# WORK TO BE COMPLETED:
Reproduce the material below word for word, without changing any line.

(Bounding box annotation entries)
•••••

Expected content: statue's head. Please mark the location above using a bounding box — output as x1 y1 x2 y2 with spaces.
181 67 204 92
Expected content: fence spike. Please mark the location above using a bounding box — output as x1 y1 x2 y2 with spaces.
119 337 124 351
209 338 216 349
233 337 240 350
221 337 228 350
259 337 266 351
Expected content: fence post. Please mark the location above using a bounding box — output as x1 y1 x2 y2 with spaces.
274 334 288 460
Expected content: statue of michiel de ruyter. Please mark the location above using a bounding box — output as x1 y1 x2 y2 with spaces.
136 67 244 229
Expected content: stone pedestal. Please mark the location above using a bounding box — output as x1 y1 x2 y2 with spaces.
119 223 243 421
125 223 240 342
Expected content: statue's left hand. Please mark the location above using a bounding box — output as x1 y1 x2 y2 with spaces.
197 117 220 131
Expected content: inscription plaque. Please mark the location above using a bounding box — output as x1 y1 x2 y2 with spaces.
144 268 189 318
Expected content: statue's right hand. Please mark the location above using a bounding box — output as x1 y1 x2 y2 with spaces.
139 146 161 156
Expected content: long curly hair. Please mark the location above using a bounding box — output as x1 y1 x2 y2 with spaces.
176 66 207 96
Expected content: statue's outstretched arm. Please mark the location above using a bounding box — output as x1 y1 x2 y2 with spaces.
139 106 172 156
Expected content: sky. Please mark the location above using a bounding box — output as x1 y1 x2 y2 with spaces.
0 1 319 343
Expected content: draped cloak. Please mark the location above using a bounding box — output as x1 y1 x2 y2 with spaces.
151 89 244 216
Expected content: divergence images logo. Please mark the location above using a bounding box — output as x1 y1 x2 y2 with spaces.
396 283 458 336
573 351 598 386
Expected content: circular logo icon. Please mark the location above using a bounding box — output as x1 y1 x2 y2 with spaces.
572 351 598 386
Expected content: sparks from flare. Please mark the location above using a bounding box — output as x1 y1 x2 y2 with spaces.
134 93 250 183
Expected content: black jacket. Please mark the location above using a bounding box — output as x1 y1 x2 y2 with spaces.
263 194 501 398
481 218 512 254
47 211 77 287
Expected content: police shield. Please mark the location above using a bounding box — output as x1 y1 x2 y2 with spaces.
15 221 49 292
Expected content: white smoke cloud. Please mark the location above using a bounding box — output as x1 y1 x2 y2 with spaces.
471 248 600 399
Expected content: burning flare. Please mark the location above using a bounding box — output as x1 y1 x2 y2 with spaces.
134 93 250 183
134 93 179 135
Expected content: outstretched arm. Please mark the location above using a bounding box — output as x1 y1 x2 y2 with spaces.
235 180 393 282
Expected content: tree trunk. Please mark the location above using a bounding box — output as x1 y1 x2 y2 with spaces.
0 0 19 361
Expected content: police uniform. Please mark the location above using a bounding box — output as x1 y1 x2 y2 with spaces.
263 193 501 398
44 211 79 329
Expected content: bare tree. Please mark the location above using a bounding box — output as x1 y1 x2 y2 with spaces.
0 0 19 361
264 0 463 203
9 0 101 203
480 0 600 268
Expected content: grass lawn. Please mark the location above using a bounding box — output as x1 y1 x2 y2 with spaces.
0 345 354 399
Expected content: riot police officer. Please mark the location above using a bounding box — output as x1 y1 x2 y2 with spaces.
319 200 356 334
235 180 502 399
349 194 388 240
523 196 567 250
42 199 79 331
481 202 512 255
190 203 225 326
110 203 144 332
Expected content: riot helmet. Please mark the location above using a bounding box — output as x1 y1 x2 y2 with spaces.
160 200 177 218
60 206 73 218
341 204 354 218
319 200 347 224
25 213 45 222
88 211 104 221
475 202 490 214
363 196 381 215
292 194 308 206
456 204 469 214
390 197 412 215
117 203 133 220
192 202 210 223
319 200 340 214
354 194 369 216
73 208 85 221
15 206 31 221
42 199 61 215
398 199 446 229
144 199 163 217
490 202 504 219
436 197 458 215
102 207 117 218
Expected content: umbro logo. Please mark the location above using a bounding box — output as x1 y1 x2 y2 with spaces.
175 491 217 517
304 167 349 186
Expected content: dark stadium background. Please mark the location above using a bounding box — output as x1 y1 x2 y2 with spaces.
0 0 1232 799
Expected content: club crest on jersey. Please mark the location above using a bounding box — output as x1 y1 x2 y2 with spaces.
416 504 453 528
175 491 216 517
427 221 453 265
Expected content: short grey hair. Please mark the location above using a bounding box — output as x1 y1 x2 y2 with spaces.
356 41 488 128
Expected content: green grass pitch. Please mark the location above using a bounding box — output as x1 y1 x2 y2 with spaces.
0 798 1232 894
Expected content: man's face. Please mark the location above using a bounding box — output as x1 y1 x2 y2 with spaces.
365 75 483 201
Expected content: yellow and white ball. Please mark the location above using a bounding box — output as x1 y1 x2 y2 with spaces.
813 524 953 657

•••••

# ANSWER TO THIS EXERCISE:
Expected content: statue's head. Please mark the location above using a bounding box — output as x1 y1 x2 y2 with spaces.
181 67 204 92
Expected content: fence spike. Please mark the location above using a bounding box — output as x1 y1 x2 y2 with spaces.
119 337 124 351
209 338 216 349
233 337 240 350
221 337 228 350
259 337 266 351
Expected content: fence post. Please mark the location above using a bounding box — output as x1 y1 x2 y2 with spaces.
274 334 288 460
Expected content: statue of michiel de ruyter. Please mark the location above using a bounding box — output as x1 y1 x2 y2 with spaces.
136 67 244 229
Expected content: stone pedestal. Please mark the location above using a bounding box — output as x1 y1 x2 y2 with spaces.
119 223 243 421
125 223 240 342
Expected content: statue's left hand. Please mark the location above using a bounding box — output as x1 y1 x2 y2 with spaces.
197 117 220 131
Expected content: inscription plaque. Please mark the location above using a bounding box — output as x1 y1 x2 y2 with spaces.
144 268 189 318
Expected content: statue's right hand. Please mark the location above using a bounding box — output as x1 y1 x2 y2 with spaces.
139 146 161 156
Expected content: long curly hair. Please mark the location above using a bounding box — output as x1 y1 x2 y2 with spaces.
176 66 207 96
Expected content: statue's outstretched arm. Please mark the location above using a bounding box — output as x1 y1 x2 y2 with spaces.
139 106 172 156
Expected content: sky. Please mark the location above using a bounding box — output as x1 y1 x2 y2 with spaces.
0 1 319 343
Expected content: draped cloak. Please mark the location above using a bounding box — output as x1 y1 x2 y2 with spaces.
151 89 244 216
Expected content: divergence images logo. Please mark the location above using a bounding box — output as x1 y1 x2 y2 with spaces.
396 283 458 336
573 351 598 386
Expected content: circular logo icon. Please mark the location above using a bounding box — output as x1 y1 x2 y2 with spaces.
572 351 598 386
Expected content: sparks from flare. Please mark the location above using a bounding box — output as x1 y1 x2 y2 with spaces.
134 93 250 183
Expected content: black jacket. Please mark the location above using a bounding box — output as x1 y1 x2 y2 with spaces.
263 194 501 398
481 218 512 254
47 211 77 287
Expected content: police shield. Please mark the location above using a bounding box — output as x1 y1 x2 y2 with spaces.
15 221 49 292
Expected content: white smoke cloud. Please mark the location above using a bounding box — output as x1 y1 x2 y2 with spaces.
471 248 600 399
Expected content: burning flare. Please mark the location above using a bounding box — output as x1 y1 x2 y2 with spaces.
134 93 250 183
134 93 179 135
Expected content: outstretched arm. Please mark the location above using a bounding box — output as x1 y1 x2 y2 with spaces.
235 180 393 282
Expected content: tree trunk. Please mark the location above using a bounding box — output as x1 y1 x2 y2 with spaces.
0 0 19 361
Expected content: police uniform. Please mark the location above using a bounding box — output as x1 y1 x2 y2 with spaces.
263 193 501 398
44 211 79 329
Expected content: bare tree. Please mark the location above using a bounding box — output as x1 y1 x2 y2 with spaces.
0 0 19 361
264 0 463 203
9 0 101 203
480 0 600 268
Expected content: grass lawn. Please mark the location above using a bounding box — output as x1 y1 x2 y2 with spaces.
0 345 354 399
Expected content: riot police officer. Please mark the location above using a bounding box — output as x1 y1 x2 y2 with spaces.
319 200 356 334
235 180 502 399
349 194 388 240
523 196 567 250
42 199 79 331
481 202 512 255
190 203 225 326
110 203 144 332
Expected content: riot helmet. Please mark the location above using a bounding box — output as x1 y1 x2 y2 with spaces.
160 200 177 218
60 206 73 218
341 204 354 218
319 200 347 224
25 213 45 222
88 211 104 221
475 202 490 214
363 196 381 215
292 194 308 206
456 204 469 214
390 197 412 215
117 203 133 220
192 202 210 223
319 200 340 214
354 194 369 216
73 208 85 221
15 206 31 221
42 199 61 215
398 199 446 229
144 199 163 217
490 202 504 219
436 197 458 215
102 207 117 218
Expected content: umbro logo. Please mark the location above using a bounding box — output as x1 y1 x2 y2 with spaces.
175 491 217 517
304 167 349 186
Expected content: dark stadium background. Please mark the location above using a bounding box — output as x1 y1 x2 y2 with spaces.
0 0 1232 799
Expected content: club crest on jersey. Please mark the location above using a bounding box — output as x1 y1 x2 y2 with spaces.
416 504 453 528
175 491 216 517
427 221 453 265
Expected content: short grey hair. Please mark the location above using a bounding box — output as x1 y1 x2 y2 with spaces.
356 41 488 128
Expected content: green grass pitch. Please mark the location above using a bounding box — output as x1 y1 x2 y2 with spaces.
0 798 1232 894
Expected content: man's face. Please mark the location above using a bounding box — output as x1 y1 x2 y2 with spaces.
365 75 483 201
Expected content: yellow and white ball. Please mark the location above using a bounding box — output as x1 y1 x2 y2 with spaces.
813 524 953 657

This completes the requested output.